Text:
════════════════

EmitterColorOp is a brand new Emitter Op class that specifically controls the handling of color values, it extends EmitterOp and uses the same methods but configured for faster color interpolation.
If you define color in your config it will override any Emitter tint values you may have set. In short, use color if you wish to adjust the color of the particles during their lifespan and use tint if you wish to modify either the entire emitter at once, or the color of the particles on birth only.
ParticleEmitter.particleColor is a new property that allows you to get and set the particle color op value.
ParticleEmitter.colorEase is a new property that allows you to get and set the ease function used by the color op.

Particle Sort Order

You now have much more control over the sorting order of particles in an Emitter. You can set the new ParticleEmitter.sortProperty and sortOrderAsc properties to set how (and if) particles should be sorted prior to rendering. For example, setting sortProperty to y would mean that the particles will be sorted based on their y value prior to rendering. The sort order controls the order in which the particles are rendered. For example:

const emitter = this.add.particles(100, 300, 'blocks', {
    frame: 'redmonster',
    lifespan: 5000,
    angle: { min: -30, max: 30 },
    speed: 150,
    frequency: 200
});

emitter.setSortProperty('y', true);

The new ParticleEmitter.setSortProperty method allows you to modify the sort property and order at run-time.
The new ParticleEmitter.setSortCallback method allows you to set a callback that will be invoked in order to sort the particles, rather than using the built-in one. This gives you complete freedom over the logic applied to particle render sorting.

Particle Bounds, Renderer Culling and Overlap

Particles now have the ability to calculate their bounding box, based on their position, scale, rotation, texture frame and the transform of their parent. You can call the new Particle.getBounds method to return the bounds, which also gets stored in the new Particle.bounds Rectangle property.
ParticleEmitter.getBounds is a new method that will return the bounds of the Emitter based on all currently active particles. Optional parameters allow you to pad out the bounds and/or advance time in the particle flow, to allow for a more accurate overall bounds generation.
ParticleEmitter.viewBounds is a new property that is a Geom Rectangle. Set this Rectangle to define the overall area the emitter will render to. If this area doesn't intersect with the Camera then the emitter will be culled from rendering. This allows you to populate large Scenes with active emitters that don't consume rendering resources even though they are offscreen. Use the new getBounds method to help define the viewBounds area.
ParticleEmitter.overlap is a new method that will run a rectangle intersection test against the given target and all alive particles, returning those that overlap in an array. The target can be a Rectangle Geometry object or an Arcade Physics Body.
Particle.kill is a new method that will set the life of the particle to zero, forcing it to be immediately killed on the next Particle Emitter update.
ParticleEmitter.getWorldTransformMatrix is a new method that allows a Particle Emitter to calculate its world transform, factoring in any parents.

════════════════

Dataset excerpts:
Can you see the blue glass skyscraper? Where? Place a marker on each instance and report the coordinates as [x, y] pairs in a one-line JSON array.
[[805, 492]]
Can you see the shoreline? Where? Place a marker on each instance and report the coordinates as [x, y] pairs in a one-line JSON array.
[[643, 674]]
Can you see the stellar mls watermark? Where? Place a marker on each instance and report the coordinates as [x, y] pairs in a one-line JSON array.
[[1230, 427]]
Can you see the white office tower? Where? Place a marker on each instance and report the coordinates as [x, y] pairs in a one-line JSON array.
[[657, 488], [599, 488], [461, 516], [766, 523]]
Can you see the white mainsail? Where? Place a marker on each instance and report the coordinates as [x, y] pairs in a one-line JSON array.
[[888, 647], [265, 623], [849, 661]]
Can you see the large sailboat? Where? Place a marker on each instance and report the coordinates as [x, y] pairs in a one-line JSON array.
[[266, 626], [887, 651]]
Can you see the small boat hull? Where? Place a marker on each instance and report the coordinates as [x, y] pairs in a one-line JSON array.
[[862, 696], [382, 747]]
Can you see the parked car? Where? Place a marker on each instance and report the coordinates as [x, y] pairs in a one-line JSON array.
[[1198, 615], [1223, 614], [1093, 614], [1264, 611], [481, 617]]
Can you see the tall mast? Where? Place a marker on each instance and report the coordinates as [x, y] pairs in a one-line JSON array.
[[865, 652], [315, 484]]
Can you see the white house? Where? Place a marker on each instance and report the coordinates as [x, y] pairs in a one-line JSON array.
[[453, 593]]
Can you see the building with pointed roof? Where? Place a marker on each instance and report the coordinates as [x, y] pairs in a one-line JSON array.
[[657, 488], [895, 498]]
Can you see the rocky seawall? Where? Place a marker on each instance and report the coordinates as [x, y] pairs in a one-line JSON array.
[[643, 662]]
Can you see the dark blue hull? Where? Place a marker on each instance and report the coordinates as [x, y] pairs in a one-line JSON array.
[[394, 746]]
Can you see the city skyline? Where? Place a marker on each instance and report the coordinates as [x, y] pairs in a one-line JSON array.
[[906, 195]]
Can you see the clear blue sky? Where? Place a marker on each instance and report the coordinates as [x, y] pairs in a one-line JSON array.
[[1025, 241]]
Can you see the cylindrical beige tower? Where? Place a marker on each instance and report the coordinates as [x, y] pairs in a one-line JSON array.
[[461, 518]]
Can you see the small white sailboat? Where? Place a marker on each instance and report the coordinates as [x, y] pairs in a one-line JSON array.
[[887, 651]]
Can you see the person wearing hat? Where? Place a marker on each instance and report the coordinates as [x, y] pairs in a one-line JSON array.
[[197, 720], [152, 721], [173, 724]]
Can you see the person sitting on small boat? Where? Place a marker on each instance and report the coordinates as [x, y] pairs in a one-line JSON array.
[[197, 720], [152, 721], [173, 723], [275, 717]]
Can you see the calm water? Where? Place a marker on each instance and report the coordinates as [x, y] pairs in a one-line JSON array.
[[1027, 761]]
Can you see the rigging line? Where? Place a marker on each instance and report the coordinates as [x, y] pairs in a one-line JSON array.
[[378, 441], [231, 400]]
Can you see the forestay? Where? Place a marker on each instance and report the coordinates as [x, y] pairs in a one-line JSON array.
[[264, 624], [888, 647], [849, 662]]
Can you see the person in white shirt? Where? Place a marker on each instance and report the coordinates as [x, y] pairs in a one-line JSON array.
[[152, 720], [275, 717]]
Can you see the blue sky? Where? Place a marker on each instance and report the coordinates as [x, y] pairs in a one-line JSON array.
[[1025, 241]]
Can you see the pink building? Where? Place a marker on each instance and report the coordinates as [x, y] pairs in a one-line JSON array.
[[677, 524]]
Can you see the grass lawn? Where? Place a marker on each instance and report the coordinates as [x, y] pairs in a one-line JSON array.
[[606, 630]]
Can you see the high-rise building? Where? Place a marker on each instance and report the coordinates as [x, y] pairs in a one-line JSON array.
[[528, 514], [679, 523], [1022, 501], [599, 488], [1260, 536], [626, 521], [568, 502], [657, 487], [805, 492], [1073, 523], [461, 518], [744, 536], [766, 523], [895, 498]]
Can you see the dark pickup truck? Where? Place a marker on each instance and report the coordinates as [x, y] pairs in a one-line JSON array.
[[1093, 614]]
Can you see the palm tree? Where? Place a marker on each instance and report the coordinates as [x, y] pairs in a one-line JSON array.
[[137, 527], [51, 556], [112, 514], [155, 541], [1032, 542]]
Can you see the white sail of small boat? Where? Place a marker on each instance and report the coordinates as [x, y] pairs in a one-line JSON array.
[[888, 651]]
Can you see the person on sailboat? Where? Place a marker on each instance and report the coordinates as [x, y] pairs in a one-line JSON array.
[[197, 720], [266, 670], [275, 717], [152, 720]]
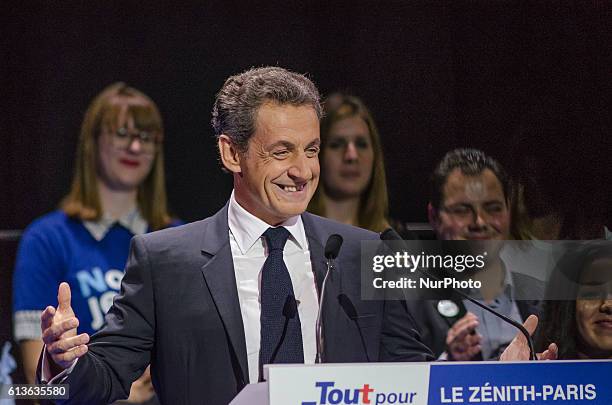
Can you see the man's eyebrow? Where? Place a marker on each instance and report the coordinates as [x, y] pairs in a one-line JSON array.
[[285, 144], [315, 142]]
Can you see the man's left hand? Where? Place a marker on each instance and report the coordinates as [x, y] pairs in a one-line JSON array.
[[518, 350]]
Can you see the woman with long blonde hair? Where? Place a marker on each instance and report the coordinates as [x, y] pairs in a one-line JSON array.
[[118, 191], [353, 187]]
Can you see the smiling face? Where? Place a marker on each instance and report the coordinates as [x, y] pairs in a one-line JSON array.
[[348, 158], [278, 174], [123, 167], [594, 310], [472, 208]]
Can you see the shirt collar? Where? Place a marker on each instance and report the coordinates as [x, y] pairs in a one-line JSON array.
[[247, 228], [132, 221]]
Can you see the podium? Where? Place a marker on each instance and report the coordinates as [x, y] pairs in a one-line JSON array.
[[516, 383]]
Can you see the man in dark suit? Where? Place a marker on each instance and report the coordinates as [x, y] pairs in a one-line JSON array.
[[209, 303]]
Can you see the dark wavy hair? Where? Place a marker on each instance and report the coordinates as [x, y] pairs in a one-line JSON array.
[[238, 101], [558, 324]]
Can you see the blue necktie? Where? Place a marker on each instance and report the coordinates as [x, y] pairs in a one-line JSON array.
[[281, 331]]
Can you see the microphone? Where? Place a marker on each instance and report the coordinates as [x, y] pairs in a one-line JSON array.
[[351, 312], [332, 248], [390, 235], [289, 312]]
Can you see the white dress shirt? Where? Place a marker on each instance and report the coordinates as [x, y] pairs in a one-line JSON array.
[[249, 253]]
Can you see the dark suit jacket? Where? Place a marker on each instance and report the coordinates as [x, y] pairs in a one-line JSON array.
[[178, 309], [434, 327]]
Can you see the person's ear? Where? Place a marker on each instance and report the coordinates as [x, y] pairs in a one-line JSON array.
[[230, 156], [432, 216]]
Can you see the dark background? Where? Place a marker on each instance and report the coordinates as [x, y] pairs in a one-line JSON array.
[[522, 80]]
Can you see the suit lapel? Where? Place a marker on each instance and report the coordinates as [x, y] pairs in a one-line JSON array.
[[221, 281], [317, 253]]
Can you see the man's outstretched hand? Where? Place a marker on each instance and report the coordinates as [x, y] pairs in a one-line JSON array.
[[518, 350], [59, 332]]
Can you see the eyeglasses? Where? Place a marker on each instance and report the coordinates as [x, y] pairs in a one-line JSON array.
[[123, 139], [469, 211]]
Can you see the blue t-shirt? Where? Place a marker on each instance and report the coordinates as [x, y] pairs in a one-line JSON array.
[[57, 248]]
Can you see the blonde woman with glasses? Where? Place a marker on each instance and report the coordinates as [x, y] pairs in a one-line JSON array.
[[117, 192]]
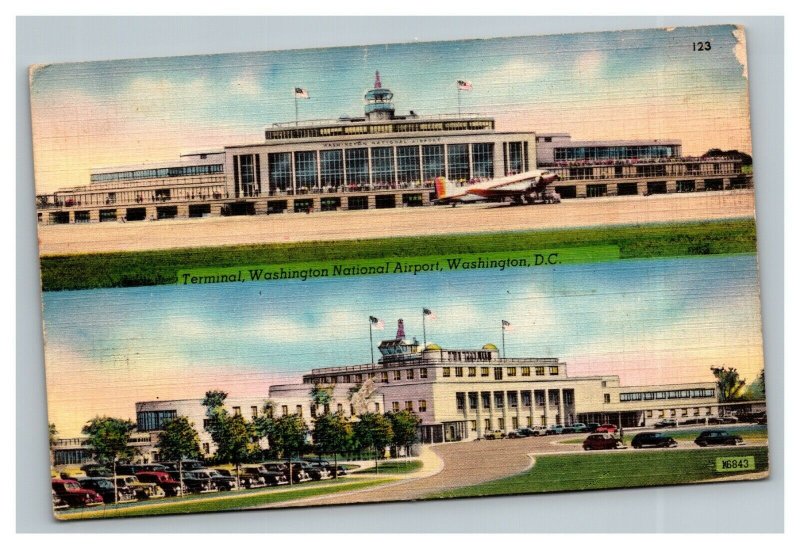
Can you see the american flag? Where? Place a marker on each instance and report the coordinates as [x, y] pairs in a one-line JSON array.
[[377, 323]]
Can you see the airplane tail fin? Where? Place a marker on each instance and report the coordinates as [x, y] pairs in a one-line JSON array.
[[445, 189]]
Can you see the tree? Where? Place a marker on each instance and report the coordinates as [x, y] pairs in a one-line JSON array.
[[178, 440], [404, 428], [233, 436], [321, 396], [108, 437], [757, 389], [373, 431], [332, 433], [289, 436], [729, 385], [53, 433]]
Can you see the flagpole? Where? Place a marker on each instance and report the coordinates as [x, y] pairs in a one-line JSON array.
[[503, 331], [424, 335], [371, 346]]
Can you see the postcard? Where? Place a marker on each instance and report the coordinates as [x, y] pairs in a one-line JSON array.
[[399, 272]]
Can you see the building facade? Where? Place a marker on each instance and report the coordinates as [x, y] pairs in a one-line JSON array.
[[379, 160]]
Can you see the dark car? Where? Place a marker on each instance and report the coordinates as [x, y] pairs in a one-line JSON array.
[[521, 433], [95, 470], [313, 472], [135, 469], [655, 440], [274, 473], [223, 483], [601, 441], [105, 487], [324, 463], [718, 438], [664, 423], [71, 492], [170, 486], [58, 503]]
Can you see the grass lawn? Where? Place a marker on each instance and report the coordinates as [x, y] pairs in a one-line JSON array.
[[618, 469], [752, 433], [222, 501], [393, 467], [122, 269]]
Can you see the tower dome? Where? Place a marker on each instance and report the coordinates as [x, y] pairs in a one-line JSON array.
[[379, 104]]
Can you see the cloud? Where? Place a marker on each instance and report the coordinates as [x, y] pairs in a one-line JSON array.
[[589, 65], [740, 49]]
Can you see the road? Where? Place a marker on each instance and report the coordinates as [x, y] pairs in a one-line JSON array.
[[327, 226], [467, 464]]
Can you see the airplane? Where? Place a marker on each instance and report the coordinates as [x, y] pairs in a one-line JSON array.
[[530, 187]]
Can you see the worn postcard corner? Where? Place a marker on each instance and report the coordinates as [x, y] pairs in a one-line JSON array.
[[399, 272]]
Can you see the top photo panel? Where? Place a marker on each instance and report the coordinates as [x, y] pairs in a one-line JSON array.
[[470, 136]]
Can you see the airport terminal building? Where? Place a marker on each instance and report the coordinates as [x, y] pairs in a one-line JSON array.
[[378, 160]]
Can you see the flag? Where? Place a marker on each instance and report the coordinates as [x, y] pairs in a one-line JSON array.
[[377, 323]]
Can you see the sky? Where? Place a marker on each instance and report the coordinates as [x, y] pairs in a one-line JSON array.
[[644, 84], [648, 321]]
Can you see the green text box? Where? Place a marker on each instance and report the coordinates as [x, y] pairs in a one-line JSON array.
[[499, 261]]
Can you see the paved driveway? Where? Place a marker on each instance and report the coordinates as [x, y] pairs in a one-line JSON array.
[[454, 465]]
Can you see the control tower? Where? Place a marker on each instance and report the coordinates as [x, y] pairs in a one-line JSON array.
[[379, 101]]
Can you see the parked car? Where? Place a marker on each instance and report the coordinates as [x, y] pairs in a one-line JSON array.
[[665, 423], [58, 503], [274, 473], [313, 472], [71, 492], [96, 470], [141, 490], [655, 440], [196, 482], [718, 438], [134, 469], [164, 481], [606, 428], [722, 420], [601, 441], [105, 487], [319, 462], [223, 483]]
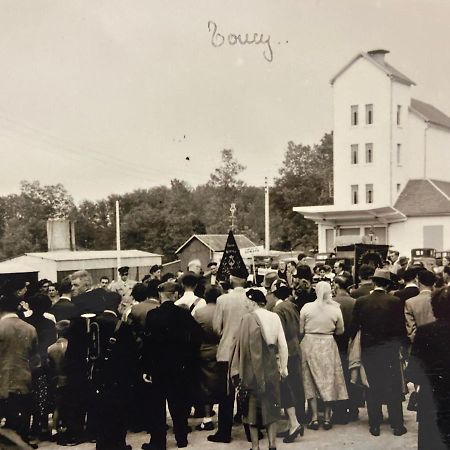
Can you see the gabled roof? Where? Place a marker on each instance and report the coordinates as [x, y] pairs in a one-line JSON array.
[[216, 242], [67, 255], [424, 198], [377, 62], [429, 113]]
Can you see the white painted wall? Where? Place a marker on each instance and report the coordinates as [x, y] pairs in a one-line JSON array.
[[401, 173], [404, 236], [46, 268], [361, 84], [438, 154]]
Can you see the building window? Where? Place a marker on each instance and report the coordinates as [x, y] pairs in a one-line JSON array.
[[369, 114], [354, 189], [354, 112], [369, 193], [369, 153], [354, 153]]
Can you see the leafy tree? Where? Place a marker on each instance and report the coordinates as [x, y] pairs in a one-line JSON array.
[[306, 178], [24, 216]]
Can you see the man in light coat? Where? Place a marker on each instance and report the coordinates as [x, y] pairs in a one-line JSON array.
[[230, 309]]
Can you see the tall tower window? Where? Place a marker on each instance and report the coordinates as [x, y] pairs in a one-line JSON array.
[[369, 114], [354, 190], [354, 154], [354, 114], [399, 114], [369, 153], [369, 193]]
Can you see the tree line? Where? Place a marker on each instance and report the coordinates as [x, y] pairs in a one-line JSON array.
[[160, 219]]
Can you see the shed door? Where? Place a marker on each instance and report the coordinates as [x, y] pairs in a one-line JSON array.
[[433, 237]]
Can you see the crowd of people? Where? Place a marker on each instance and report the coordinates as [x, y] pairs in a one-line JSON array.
[[88, 363]]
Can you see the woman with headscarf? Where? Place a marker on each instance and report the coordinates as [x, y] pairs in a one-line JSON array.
[[323, 376]]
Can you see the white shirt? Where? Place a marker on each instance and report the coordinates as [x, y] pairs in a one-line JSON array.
[[274, 335]]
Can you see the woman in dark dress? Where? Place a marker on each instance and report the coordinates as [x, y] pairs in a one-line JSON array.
[[46, 332], [209, 377], [429, 368]]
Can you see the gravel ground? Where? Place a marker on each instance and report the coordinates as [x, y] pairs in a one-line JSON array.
[[354, 436]]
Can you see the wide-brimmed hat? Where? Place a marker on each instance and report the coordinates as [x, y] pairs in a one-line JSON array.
[[382, 274], [269, 279]]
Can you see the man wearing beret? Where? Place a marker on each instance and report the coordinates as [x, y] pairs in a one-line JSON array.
[[170, 356], [379, 317]]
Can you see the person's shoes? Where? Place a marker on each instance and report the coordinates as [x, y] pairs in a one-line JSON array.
[[283, 433], [68, 442], [291, 437], [339, 420], [313, 425], [400, 431], [219, 438], [149, 446], [209, 426]]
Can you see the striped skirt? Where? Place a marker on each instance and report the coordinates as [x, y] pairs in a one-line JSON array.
[[321, 368]]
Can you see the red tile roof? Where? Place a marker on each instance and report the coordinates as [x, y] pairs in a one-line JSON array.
[[378, 62], [216, 242], [424, 198], [430, 113]]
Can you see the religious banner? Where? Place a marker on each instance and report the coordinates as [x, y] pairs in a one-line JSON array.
[[231, 260], [371, 254]]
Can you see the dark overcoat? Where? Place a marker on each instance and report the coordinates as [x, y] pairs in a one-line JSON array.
[[381, 320]]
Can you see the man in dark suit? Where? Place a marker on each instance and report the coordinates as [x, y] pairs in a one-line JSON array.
[[88, 303], [170, 356], [18, 356], [365, 283], [410, 290], [380, 318], [64, 309], [114, 374], [86, 299]]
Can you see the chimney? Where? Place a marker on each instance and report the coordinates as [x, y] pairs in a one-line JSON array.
[[60, 234], [378, 55]]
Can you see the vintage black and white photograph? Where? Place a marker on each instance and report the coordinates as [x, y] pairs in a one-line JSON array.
[[225, 225]]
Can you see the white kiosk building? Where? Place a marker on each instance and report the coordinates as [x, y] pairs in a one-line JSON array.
[[391, 162]]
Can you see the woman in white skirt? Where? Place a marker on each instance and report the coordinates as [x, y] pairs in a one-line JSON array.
[[321, 365]]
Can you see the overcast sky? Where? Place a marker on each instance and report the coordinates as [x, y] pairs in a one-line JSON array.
[[109, 96]]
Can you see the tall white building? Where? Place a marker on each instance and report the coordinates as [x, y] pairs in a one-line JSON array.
[[391, 162]]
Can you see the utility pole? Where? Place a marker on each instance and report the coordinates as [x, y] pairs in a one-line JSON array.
[[232, 215], [266, 216], [118, 235]]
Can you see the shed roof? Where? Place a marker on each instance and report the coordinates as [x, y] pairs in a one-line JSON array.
[[382, 65], [424, 198], [67, 255], [216, 242], [430, 113]]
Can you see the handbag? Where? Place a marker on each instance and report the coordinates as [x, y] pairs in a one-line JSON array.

════════════════

Exercise description:
Set down, word for word, the part of the particle emitter text starting with "If you define" and going on through "the color op.".

In response:
If you define color in your config it will override any Emitter tint values you may have set. In short, use color if you wish to adjust the color of the particles during their lifespan and use tint if you wish to modify either the entire emitter at once, or the color of the particles on birth only.
ParticleEmitter.particleColor is a new property that allows you to get and set the particle color op value.
ParticleEmitter.colorEase is a new property that allows you to get and set the ease function used by the color op.